_THE TASK_
Looking at the data below, report how many lines contain "exact", with no other words.

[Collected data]
***

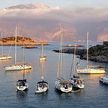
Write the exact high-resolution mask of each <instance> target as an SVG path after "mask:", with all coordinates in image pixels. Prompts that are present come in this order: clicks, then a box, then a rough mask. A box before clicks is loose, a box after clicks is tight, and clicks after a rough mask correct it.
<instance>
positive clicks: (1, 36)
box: [0, 33, 3, 57]
mask: <svg viewBox="0 0 108 108" xmlns="http://www.w3.org/2000/svg"><path fill="white" fill-rule="evenodd" d="M0 37H1V39H3V34H2V33H0ZM2 57H3V40H2Z"/></svg>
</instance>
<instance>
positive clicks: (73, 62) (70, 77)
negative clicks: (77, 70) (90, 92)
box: [70, 45, 85, 90]
mask: <svg viewBox="0 0 108 108" xmlns="http://www.w3.org/2000/svg"><path fill="white" fill-rule="evenodd" d="M72 64H73V65H71V73H70V81H71V84H72V86H73V89H75V90H78V89H82V88H84V86H85V85H84V80H83V79H81V78H80V76H79V75H78V74H77V64H76V45H75V47H74V55H73V63H72Z"/></svg>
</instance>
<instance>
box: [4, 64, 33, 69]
mask: <svg viewBox="0 0 108 108" xmlns="http://www.w3.org/2000/svg"><path fill="white" fill-rule="evenodd" d="M28 69H32V66H31V65H28V64H22V65H21V64H15V65H10V66H7V67H5V71H19V70H28Z"/></svg>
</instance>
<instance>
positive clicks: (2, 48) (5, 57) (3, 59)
mask: <svg viewBox="0 0 108 108" xmlns="http://www.w3.org/2000/svg"><path fill="white" fill-rule="evenodd" d="M0 36H1V37H2V33H0ZM9 59H12V56H9V55H4V54H3V40H2V55H1V56H0V60H9Z"/></svg>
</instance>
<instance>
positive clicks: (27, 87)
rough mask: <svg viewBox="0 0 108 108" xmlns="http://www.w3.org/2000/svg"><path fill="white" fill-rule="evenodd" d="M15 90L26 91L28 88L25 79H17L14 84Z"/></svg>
mask: <svg viewBox="0 0 108 108" xmlns="http://www.w3.org/2000/svg"><path fill="white" fill-rule="evenodd" d="M16 89H17V91H26V90H28V83H27V80H26V79H22V80H18V81H17V84H16Z"/></svg>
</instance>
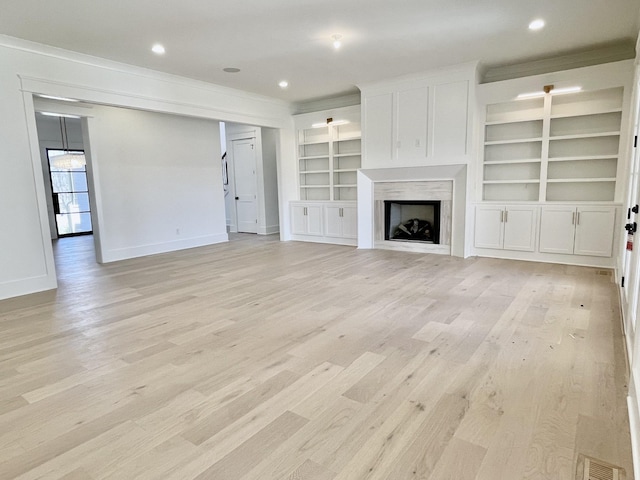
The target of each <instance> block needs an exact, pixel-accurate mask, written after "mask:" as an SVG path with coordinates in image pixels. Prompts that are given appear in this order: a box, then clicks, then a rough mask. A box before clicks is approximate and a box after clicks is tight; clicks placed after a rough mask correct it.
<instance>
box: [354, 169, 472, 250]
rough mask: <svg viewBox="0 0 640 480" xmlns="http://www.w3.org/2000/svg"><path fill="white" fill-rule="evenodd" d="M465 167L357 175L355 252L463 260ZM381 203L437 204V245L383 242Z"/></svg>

***

_REPLY_
2